__REQUIREMENTS__
Render the span of the records that opens with the line containing "Each instance of the slate" and closes with the line containing "POLYGON ((86 60, 84" as a Markdown table with columns Row and Line, giving each line a sequential row number and omitting blank lines.

__MATERIAL FOR THIS TASK__

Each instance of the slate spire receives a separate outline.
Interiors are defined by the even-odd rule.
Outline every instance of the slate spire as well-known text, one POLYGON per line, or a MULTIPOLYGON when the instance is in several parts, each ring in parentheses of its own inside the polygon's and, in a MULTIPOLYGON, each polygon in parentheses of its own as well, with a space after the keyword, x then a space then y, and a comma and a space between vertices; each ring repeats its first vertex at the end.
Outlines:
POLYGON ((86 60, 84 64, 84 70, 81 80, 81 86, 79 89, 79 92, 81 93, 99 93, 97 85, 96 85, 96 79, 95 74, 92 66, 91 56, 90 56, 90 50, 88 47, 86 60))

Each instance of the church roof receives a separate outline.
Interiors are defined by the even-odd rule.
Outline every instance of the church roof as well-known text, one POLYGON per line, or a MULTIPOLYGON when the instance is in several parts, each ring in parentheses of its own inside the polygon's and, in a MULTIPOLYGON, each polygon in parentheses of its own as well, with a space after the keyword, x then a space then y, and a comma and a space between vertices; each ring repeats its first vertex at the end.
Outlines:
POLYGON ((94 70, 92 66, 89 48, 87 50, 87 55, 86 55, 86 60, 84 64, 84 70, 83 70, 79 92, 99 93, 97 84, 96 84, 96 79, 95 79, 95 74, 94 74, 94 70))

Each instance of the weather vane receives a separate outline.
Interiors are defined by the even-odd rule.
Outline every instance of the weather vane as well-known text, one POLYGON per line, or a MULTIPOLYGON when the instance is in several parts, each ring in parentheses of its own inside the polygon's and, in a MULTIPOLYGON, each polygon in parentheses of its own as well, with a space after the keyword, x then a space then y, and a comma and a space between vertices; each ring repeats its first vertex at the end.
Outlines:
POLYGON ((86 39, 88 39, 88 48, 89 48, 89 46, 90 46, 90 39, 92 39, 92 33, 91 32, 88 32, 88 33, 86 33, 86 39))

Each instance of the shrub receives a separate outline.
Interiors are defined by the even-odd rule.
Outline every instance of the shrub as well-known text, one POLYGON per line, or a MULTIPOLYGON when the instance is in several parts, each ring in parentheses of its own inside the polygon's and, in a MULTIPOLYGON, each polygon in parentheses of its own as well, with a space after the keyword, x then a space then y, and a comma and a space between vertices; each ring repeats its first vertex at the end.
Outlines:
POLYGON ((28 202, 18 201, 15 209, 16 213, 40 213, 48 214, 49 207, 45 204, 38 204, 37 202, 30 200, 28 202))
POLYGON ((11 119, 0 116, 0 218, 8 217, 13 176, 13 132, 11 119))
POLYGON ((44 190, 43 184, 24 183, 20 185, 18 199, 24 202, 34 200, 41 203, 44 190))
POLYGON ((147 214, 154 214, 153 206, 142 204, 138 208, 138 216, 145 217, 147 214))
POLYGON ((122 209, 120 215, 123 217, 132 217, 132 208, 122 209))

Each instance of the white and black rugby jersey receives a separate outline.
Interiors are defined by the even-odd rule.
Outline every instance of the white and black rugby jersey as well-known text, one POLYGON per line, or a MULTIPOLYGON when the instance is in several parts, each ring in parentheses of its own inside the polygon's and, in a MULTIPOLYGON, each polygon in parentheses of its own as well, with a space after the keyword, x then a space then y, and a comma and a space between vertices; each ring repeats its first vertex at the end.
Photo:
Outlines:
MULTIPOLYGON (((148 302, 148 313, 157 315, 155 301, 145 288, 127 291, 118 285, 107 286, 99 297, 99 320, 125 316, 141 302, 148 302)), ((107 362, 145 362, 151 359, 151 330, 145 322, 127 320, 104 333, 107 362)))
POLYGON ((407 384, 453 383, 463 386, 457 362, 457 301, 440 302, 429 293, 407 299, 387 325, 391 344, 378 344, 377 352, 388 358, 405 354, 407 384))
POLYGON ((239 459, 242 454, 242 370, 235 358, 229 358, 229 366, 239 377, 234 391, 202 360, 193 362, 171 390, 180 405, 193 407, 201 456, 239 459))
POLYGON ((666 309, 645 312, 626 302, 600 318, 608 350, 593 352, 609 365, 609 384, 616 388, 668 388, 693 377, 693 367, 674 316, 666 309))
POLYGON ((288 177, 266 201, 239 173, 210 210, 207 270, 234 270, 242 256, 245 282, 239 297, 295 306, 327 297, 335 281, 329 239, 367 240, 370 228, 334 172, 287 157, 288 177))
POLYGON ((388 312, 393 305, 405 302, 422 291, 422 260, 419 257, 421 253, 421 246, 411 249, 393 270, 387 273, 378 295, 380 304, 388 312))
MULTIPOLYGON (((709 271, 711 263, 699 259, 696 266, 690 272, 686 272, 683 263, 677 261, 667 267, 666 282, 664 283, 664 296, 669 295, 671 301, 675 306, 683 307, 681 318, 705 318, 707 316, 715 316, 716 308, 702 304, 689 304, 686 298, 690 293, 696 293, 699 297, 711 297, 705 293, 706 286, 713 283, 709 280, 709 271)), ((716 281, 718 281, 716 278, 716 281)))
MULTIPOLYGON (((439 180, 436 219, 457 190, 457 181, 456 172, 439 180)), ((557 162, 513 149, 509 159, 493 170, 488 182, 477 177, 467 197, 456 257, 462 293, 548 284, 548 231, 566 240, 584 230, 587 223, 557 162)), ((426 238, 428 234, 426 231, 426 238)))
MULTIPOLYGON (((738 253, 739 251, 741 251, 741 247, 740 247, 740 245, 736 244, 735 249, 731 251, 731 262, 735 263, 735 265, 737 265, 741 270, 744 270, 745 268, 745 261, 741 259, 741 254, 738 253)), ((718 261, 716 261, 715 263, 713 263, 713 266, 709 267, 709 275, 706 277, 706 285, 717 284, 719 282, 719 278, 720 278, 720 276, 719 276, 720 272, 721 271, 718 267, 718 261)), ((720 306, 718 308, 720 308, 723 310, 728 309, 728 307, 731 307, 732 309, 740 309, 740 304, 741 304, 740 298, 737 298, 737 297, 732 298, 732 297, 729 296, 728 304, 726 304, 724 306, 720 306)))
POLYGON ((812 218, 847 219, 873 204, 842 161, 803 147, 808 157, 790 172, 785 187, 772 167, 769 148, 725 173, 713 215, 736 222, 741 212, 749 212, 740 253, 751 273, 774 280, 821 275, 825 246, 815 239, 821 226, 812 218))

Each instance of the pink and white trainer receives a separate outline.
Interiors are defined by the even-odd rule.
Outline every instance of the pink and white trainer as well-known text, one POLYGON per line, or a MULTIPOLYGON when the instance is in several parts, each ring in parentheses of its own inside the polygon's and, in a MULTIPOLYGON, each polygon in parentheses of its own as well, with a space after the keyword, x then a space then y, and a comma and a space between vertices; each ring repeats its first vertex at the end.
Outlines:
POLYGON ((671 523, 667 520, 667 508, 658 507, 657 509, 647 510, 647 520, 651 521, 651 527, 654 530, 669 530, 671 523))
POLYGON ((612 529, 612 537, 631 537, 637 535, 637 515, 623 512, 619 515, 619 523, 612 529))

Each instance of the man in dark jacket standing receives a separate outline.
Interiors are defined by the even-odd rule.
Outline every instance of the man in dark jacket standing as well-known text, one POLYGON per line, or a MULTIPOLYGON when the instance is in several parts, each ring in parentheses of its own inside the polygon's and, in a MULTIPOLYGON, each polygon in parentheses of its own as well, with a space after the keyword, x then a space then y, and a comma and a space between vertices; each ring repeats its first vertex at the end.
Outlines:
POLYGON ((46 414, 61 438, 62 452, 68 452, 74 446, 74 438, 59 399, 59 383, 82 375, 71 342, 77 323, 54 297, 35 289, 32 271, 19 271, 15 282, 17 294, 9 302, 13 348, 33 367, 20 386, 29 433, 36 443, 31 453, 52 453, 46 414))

---

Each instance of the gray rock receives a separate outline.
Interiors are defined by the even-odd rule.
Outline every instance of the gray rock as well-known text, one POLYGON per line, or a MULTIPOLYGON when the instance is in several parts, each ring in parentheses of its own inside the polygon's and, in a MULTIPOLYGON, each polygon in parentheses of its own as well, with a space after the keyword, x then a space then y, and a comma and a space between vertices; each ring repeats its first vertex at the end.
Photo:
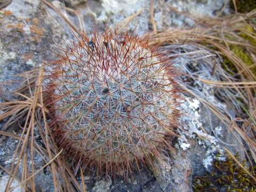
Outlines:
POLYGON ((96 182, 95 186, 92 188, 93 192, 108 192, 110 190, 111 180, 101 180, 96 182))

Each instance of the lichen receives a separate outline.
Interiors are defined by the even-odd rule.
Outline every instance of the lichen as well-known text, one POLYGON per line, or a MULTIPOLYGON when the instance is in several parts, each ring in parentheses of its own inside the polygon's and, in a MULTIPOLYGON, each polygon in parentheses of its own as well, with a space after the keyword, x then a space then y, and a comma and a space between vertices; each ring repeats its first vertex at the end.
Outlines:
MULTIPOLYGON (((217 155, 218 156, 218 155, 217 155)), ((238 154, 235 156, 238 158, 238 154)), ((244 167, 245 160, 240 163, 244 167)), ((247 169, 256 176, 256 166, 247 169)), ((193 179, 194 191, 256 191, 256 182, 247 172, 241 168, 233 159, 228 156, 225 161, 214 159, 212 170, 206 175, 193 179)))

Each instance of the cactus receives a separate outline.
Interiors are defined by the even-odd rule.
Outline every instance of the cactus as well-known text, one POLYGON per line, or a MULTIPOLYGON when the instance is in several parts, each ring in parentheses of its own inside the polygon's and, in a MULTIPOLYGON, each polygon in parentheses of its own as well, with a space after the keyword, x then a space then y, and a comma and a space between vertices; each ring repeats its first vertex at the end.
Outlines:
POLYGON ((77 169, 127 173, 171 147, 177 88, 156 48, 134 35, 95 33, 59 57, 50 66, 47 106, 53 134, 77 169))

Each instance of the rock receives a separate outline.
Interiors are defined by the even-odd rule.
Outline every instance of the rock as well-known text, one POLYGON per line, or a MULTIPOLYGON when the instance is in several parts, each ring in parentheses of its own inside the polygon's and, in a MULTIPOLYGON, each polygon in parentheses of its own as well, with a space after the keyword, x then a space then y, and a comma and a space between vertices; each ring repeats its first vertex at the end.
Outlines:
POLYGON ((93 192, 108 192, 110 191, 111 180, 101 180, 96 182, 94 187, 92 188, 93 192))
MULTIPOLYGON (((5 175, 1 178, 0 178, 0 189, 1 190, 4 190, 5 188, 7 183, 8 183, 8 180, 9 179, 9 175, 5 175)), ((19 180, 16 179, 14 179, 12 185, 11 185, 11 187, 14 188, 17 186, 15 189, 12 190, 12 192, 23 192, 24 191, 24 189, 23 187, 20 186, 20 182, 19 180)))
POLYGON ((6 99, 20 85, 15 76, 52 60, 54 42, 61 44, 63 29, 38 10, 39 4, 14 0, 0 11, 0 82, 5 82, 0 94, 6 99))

__EXERCISE OUTPUT__
| Row | Line |
|---|---|
| 1 | Each instance of the slate spire receives a separate outline. |
| 2 | Interiors are defined by the even-odd rule. |
| 3 | Outline every instance of the slate spire as well-known text, one POLYGON per line, or a MULTIPOLYGON when the instance is in several parts, each ring in parentheses of its own inside the polygon's and, in a MULTIPOLYGON, each polygon in parentheses of its own as well, with a space after the keyword, x then a space then y, and a comma and a space between vertices; each ring repeats its first vertex at the end. |
| 4 | Outlines: |
| 5 | POLYGON ((86 60, 84 64, 84 70, 81 80, 81 86, 79 89, 79 92, 81 93, 99 93, 97 85, 96 85, 96 79, 95 74, 92 66, 91 56, 90 56, 90 50, 88 47, 86 60)) |